### Lista de atividades
• 1. Reproduza fielmente a parte do trecho sobre maternidade e trabalho que começa em "Meu chefe falava: ‘eu" e termina em "ajudou no trabalho?".
• 2. Prossiga com o trecho sobre maternidade e trabalho a partir da última frase apresentada.

Meu chefe falava: ‘eu achava que não deveria te oferecer essa vaga porque iria criar um tumulto na sua vida familiar’. E hoje, toda vez que surge uma vaga, eu falo assim: ‘oferece para a Fulana’. ‘Ah, mas a Fulana acabou de ter bebê, acabou de casar’. E daí? Vamos oferecer, porque pelo menos ela vai saber que ela foi considerada. Se ela não quiser ir, foi uma decisão dela. Mas vamos dar condições. E tem vários casos de ‘mas ela nunca vai querer’ em que ela foi, se desenvolveu.

A maternidade te ajudou no trabalho?

A maternidade te dá a clara dimensão de quão imperfeito você é. Não tem pessoas que mais falem dos meus defeitos do que as minhas filhas. O fato de eu ter as duas em casa e elas calibrarem a minha imperfeição me ajuda muito a trabalhar aqui. Porque eu acabo conseguindo conviver com opiniões diferentes da minha. Eu aprendi muito a acolher a diversidade, a acolher pontos de vista diferentes do meu a partir do exercício da maternidade.

### Entradas extraídas

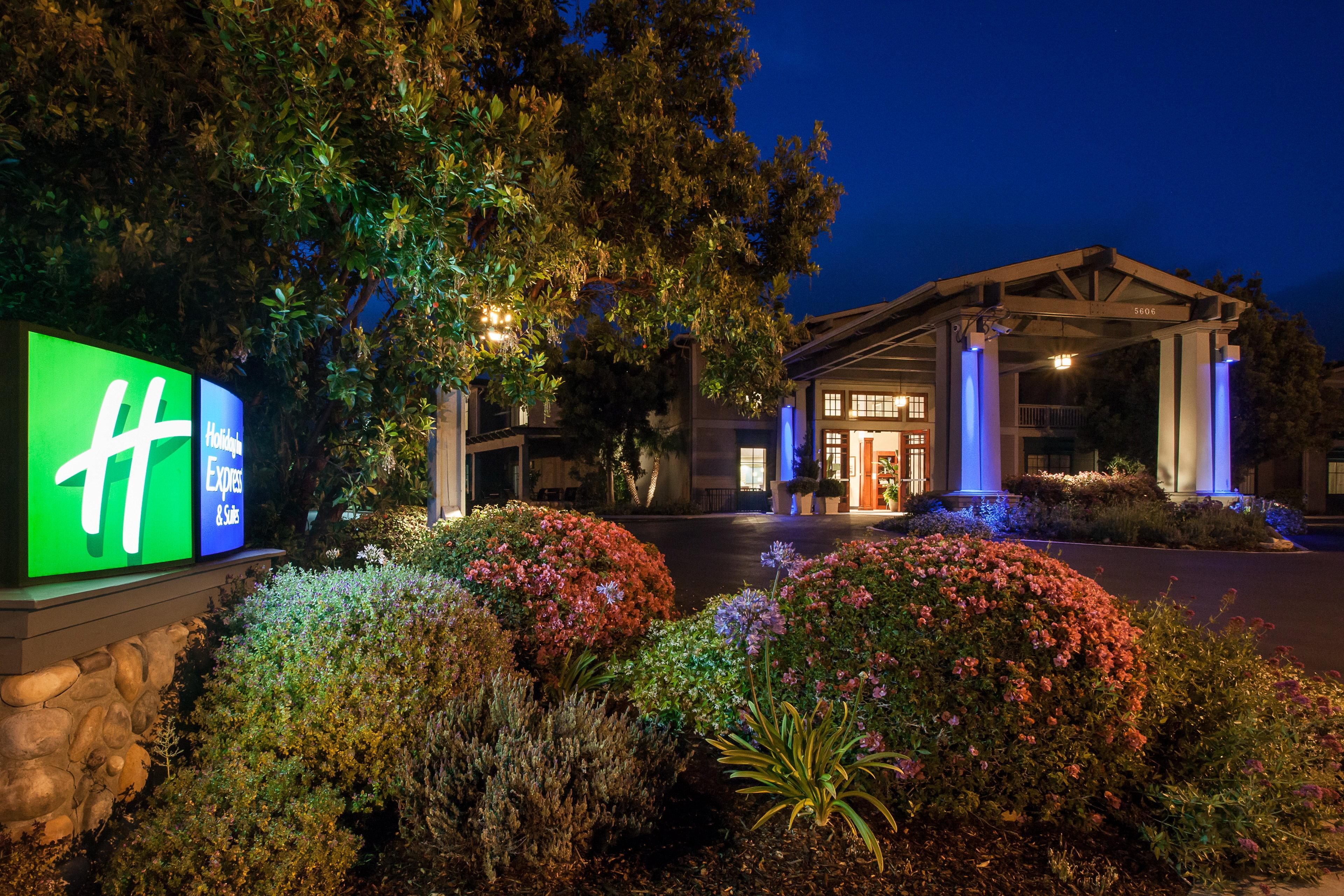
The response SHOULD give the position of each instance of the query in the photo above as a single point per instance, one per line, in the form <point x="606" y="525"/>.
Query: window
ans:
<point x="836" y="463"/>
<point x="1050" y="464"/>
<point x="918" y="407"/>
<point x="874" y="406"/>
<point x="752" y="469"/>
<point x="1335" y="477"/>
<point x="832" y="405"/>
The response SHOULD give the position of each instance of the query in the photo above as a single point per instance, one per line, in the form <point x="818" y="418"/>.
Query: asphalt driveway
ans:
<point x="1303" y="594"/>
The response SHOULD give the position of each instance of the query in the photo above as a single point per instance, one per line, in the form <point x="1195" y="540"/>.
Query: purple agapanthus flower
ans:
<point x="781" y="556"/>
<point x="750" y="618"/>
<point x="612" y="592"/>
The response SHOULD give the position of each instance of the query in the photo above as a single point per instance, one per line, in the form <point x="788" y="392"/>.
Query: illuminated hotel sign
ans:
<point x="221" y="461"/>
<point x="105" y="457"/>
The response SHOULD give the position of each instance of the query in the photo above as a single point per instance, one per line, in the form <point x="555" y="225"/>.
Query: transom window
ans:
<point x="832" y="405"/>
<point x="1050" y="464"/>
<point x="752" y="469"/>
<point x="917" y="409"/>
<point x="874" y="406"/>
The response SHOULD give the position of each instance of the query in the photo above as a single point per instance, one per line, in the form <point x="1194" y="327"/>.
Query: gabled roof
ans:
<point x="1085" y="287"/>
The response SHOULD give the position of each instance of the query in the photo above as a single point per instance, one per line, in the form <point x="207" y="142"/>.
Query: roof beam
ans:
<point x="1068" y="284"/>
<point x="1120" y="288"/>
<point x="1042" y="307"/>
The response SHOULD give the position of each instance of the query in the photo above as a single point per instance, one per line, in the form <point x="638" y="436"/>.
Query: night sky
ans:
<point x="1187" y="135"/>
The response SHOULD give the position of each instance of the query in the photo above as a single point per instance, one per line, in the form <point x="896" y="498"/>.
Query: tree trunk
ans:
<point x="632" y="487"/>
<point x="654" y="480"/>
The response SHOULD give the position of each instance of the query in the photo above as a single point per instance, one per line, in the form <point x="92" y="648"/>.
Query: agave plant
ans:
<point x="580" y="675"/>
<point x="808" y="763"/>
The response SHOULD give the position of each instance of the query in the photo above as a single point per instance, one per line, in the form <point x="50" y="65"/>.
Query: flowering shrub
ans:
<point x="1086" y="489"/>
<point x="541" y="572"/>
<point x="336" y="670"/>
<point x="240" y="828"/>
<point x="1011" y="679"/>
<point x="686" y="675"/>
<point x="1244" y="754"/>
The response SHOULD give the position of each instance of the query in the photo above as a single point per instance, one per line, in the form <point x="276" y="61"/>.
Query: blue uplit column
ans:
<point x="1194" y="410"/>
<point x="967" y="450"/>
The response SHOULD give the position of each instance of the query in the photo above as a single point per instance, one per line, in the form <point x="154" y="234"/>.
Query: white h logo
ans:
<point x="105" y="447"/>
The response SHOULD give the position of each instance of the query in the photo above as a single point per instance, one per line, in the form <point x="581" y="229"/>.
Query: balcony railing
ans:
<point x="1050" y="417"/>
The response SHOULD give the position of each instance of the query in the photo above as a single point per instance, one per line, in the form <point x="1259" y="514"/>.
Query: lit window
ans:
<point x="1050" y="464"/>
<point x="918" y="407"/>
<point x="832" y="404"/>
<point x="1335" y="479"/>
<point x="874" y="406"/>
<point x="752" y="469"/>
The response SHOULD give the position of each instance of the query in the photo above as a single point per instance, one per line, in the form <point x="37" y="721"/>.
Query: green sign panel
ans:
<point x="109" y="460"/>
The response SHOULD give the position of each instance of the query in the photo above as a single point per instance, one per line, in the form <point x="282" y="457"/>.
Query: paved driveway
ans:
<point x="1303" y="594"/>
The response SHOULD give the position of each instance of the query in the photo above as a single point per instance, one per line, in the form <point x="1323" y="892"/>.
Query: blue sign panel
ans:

### Respostas por tarefa
• 1.
Meu chefe falava: ‘eu achava que não deveria te oferecer essa vaga porque iria criar um tumulto na sua vida familiar’. E hoje, toda vez que surge uma vaga, eu falo assim: ‘oferece para a Fulana’. ‘Ah, mas a Fulana acabou de ter bebê, acabou de casar’. E daí? Vamos oferecer, porque pelo menos ela vai saber que ela foi considerada. Se ela não quiser ir, foi uma decisão dela. Mas vamos dar condições. E tem vários casos de ‘mas ela nunca vai querer’ em que ela foi, se desenvolveu.

A maternidade te ajudou no trabalho?

• 2.
A associação mais imediata que se faz é a de que a maternidade atrapalha a carreira porque mulheres saem de licença, crianças ficam doentes etc. Para você, essas questões então são menores?

Muito menores. O que eu percebo das mulheres que trabalham comigo são vários exemplos de quão eficientes são essas meninas. Inclusive tem uma estatística. Eu vi isso na vida real, no nosso call center. O maior nível de engajamento vem das mulheres mães. Porque elas têm uma responsabilidade, elas têm um filho, elas sabem que elas estão sendo olhadas, são o exemplo para os filhos.

Ao longo da minha carreira, entre as mulheres que trabalharam comigo, eu não senti nenhum tipo de perda de eficiência ou produtividade por conta de elas serem mães. Por isso que eu falo muito disso, de quão importante é criar um ambiente onde as meninas não tenham que escolher. ‘Se eu quiser virar diretora nessa empresa, eu não vou poder ser mãe’. Isso é um absurdo. É o maior pecado que pode existir. É muito injusta a escolha. Você não vai ter nem uma profissional feliz e nem uma mãe feliz.

Apesar de os números mostrarem que a realidade ainda está longe do ideal, as suas expectativas são positivas?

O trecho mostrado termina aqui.